■ OBJECTIVE ■
Set down every entry again word for word, please, but skip the pictures.
++++ WORKING DATA ++++
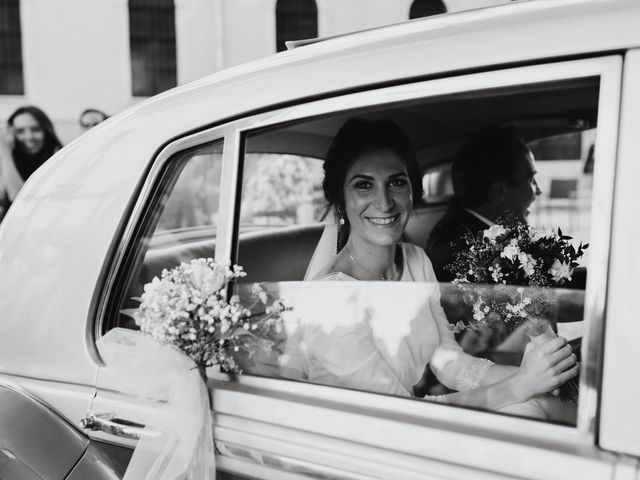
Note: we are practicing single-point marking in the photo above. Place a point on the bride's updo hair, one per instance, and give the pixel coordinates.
(355, 137)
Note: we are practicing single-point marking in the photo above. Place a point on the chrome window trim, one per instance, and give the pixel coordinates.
(609, 71)
(151, 180)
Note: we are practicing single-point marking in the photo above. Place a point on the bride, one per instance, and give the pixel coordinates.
(372, 182)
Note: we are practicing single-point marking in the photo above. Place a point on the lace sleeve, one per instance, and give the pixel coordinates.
(471, 376)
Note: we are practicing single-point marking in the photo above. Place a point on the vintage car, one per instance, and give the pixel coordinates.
(231, 166)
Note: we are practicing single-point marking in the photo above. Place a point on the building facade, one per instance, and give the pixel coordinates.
(65, 55)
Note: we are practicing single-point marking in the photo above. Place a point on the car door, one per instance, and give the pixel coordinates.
(266, 426)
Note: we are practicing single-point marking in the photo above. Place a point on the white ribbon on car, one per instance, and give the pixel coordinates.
(182, 443)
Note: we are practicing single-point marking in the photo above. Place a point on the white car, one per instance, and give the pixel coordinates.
(230, 166)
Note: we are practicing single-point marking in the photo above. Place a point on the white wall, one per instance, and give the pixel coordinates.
(76, 52)
(199, 48)
(75, 55)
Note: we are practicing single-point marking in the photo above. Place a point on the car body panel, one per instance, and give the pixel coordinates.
(618, 432)
(32, 435)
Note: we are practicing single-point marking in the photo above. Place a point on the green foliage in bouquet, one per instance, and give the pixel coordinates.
(506, 254)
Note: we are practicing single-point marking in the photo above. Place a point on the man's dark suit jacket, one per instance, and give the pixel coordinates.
(446, 238)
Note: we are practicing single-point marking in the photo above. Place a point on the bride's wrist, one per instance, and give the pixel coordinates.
(520, 387)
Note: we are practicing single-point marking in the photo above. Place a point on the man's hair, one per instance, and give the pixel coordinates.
(92, 110)
(487, 157)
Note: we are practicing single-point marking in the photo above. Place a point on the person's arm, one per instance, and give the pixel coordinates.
(544, 368)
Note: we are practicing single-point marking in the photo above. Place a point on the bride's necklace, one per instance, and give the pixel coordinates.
(375, 275)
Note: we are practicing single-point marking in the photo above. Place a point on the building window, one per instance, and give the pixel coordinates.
(426, 8)
(295, 20)
(11, 81)
(152, 36)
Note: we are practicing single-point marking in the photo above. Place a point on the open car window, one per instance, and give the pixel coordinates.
(181, 224)
(333, 337)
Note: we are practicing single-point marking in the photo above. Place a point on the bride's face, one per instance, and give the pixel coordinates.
(378, 197)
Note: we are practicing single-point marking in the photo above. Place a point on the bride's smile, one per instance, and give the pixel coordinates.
(378, 198)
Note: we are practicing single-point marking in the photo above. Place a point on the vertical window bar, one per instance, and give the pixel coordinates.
(152, 35)
(11, 77)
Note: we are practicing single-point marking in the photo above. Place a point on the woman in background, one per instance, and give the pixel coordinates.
(30, 141)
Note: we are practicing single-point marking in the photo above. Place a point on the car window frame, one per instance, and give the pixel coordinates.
(154, 183)
(608, 68)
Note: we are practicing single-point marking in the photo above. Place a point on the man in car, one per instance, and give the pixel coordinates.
(493, 175)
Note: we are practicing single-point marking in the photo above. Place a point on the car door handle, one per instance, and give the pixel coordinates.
(110, 423)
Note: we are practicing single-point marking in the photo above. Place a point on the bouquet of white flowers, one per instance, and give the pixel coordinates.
(512, 253)
(516, 265)
(188, 308)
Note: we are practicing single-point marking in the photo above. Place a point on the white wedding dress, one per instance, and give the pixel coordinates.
(379, 336)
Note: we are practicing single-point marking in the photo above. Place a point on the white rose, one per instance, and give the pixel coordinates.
(527, 263)
(493, 232)
(560, 271)
(511, 251)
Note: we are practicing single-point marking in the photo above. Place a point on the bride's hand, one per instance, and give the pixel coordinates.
(544, 368)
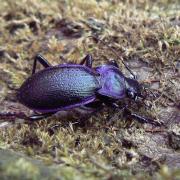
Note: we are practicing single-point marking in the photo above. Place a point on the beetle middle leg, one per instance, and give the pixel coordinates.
(36, 117)
(88, 60)
(42, 61)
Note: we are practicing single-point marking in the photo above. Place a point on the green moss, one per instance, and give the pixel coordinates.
(144, 33)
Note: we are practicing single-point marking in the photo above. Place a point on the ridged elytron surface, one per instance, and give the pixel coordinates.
(59, 87)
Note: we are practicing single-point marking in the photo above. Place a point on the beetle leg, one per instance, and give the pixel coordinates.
(113, 63)
(36, 117)
(88, 60)
(13, 116)
(42, 61)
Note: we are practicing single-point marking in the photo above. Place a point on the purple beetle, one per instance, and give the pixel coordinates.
(67, 86)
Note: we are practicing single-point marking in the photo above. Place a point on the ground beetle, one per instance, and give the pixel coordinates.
(67, 86)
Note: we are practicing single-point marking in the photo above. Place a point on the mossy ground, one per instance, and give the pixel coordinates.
(146, 34)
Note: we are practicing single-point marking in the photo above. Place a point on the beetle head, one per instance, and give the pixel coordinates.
(133, 89)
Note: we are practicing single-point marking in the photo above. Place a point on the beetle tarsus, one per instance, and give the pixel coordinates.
(42, 61)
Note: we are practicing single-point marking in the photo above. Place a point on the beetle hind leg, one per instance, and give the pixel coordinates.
++++
■ EXERCISE ANSWER ■
Note: we are practicing single-point marking in the photo above. Place a point on the bride's updo hair, one per instance, and give the pixel coordinates.
(355, 137)
Note: we are practicing single-point marking in the photo above. Place a point on the chrome window trim, one per instance, and give the pixel coordinates.
(609, 71)
(151, 180)
Note: we are practicing single-point marking in the photo above. Place a point on the bride, one per instance, and give the pixel coordinates.
(372, 182)
Note: we are practicing single-point marking in the photo above. Place a point on the lace sleeve, one per instance, and give the pixel coordinates.
(471, 376)
Note: we are practicing single-point marking in the photo above. Place a point on the vintage car, one per instance, and give the pixel coordinates.
(231, 166)
Note: we are practicing single-point marking in the photo above. Place a point on the building facade, one per instance, and give the pixel coordinates.
(65, 55)
Note: we are practicing single-point marking in the photo above. Place a point on the car door, one per instance, and give the pixel coordinates.
(266, 426)
Note: we are practicing single-point marking in the photo above. Place a point on the white ribbon on car, one per instance, and give the pixel coordinates.
(182, 443)
Note: we are practicing single-point marking in the photo above. Place a point on the white car, one per instance, and give the pixel coordinates.
(230, 166)
Note: we are practicing single-point marking in the photo above. Place a point on the white wall, one per instance, and give the pixel coordinates.
(76, 52)
(199, 48)
(75, 55)
Note: we are practicing single-point marking in the photo above. Place a point on the car body panel, one per instance, and give the pixel coordinates.
(618, 432)
(32, 435)
Note: we are practicing single-point marking in the photo above. Place a point on the green foliage in bouquet, one per instance, and give the pixel coordinates.
(506, 254)
Note: we are practicing single-point marking in the photo above. Place a point on the man's dark suit jacket, one per instance, and give the pixel coordinates.
(446, 238)
Note: we are practicing single-point marking in the photo above. Place a point on the bride's wrist, one per instance, and give the pixel coordinates.
(520, 387)
Note: we are practicing single-point marking in the photo above. Place a point on the man's hair, one per instance, and give the pixel coordinates.
(92, 110)
(487, 157)
Note: we are practicing single-point marking in the photo above. Place a point on the person's arm, one per instance, and give the pixel coordinates.
(544, 368)
Note: we are practicing single-point marking in the photo above. Place a point on the bride's necklace, one per instance, and give the pixel coordinates.
(375, 275)
Note: we are practicing single-point marking in the photo above. Place a point on the building window, one per instance, and give the pixel coordinates.
(426, 8)
(295, 20)
(11, 81)
(152, 36)
Note: we are practicing single-point marking in the photo above. Place a point on the open car window, one per instance, and give the pixel coordinates.
(181, 224)
(333, 337)
Note: we are practicing single-point marking in the photo above. Place a point on the bride's face, one per instance, and give the pixel coordinates.
(378, 197)
Note: we are practicing single-point marking in the photo above. Place a point on the bride's smile, one per instance, and give the pixel coordinates.
(378, 198)
Note: we are practicing single-point marking in the photo above. Place a point on the vertical window bar, one per instance, and give the pixel coordinates.
(152, 35)
(11, 77)
Note: we are practicing single-point marking in the photo above. Place a point on the woman in background, one per instance, and give the pixel coordinates.
(30, 141)
Note: we are practicing single-point marking in the photo above. Place a point on the car window frame, one per instance, and give the pixel coordinates.
(154, 183)
(608, 68)
Note: we are practicing single-point marking in the photo above. Place a point on the man in car, one per instance, and give the pixel coordinates.
(493, 175)
Note: we are practicing single-point marking in the photo above. Place a point on the car door handle, one per instance, and give the pixel coordinates.
(110, 423)
Note: we are practicing single-point marking in the photo above. Place a point on the bouquet of white flowers, one per instance, and give the pixel coordinates.
(512, 253)
(516, 265)
(188, 308)
Note: we are practicing single-point marking in the photo above. Place a point on the white wedding dress, one per instance, and give the pixel coordinates.
(379, 336)
Note: we are practicing single-point marking in the photo above. Place a point on the white rose, one per instance, and give the pixel coordinates.
(527, 263)
(493, 232)
(560, 271)
(511, 251)
Note: we are practicing single-point marking in the photo above. Place a point on the bride's hand, one per instance, and give the pixel coordinates.
(544, 368)
Note: we are practicing single-point marking in the photo above. Place a point on the beetle middle leg, one per instance, and give the pixel coordinates.
(36, 117)
(88, 60)
(42, 61)
Note: we are practicing single-point marking in the photo above. Place a point on the green moss, one per instance, and give the pixel coordinates.
(144, 33)
Note: we are practicing single-point marking in the photo above. Place a point on the ridged elytron surface, one per instance, and give the pixel coordinates.
(59, 87)
Note: we are practicing single-point marking in the photo above. Place a point on the beetle leg, one per instance, and give the pixel coordinates.
(113, 63)
(36, 117)
(88, 60)
(13, 116)
(42, 61)
Note: we are practicing single-point marking in the photo above. Place a point on the purple beetle, one per instance, and give the pixel coordinates.
(67, 86)
Note: we are practicing single-point marking in the photo above. Place a point on the ground beetle, one per instance, and give the pixel coordinates.
(67, 86)
Note: we are practicing single-point marking in the photo above. Place a point on the mossy ground, one per instance, and give the pixel coordinates.
(146, 34)
Note: we are practicing single-point marking in the photo above. Place a point on the beetle head, one per instance, and give the pixel coordinates.
(133, 89)
Note: we are practicing single-point marking in the photo above. Place a point on the beetle tarsus, one per instance, and give the pixel coordinates.
(42, 61)
Note: we are practicing single-point marking in the photo above. Place a point on the beetle hind leg, one per instance, and give the pixel coordinates.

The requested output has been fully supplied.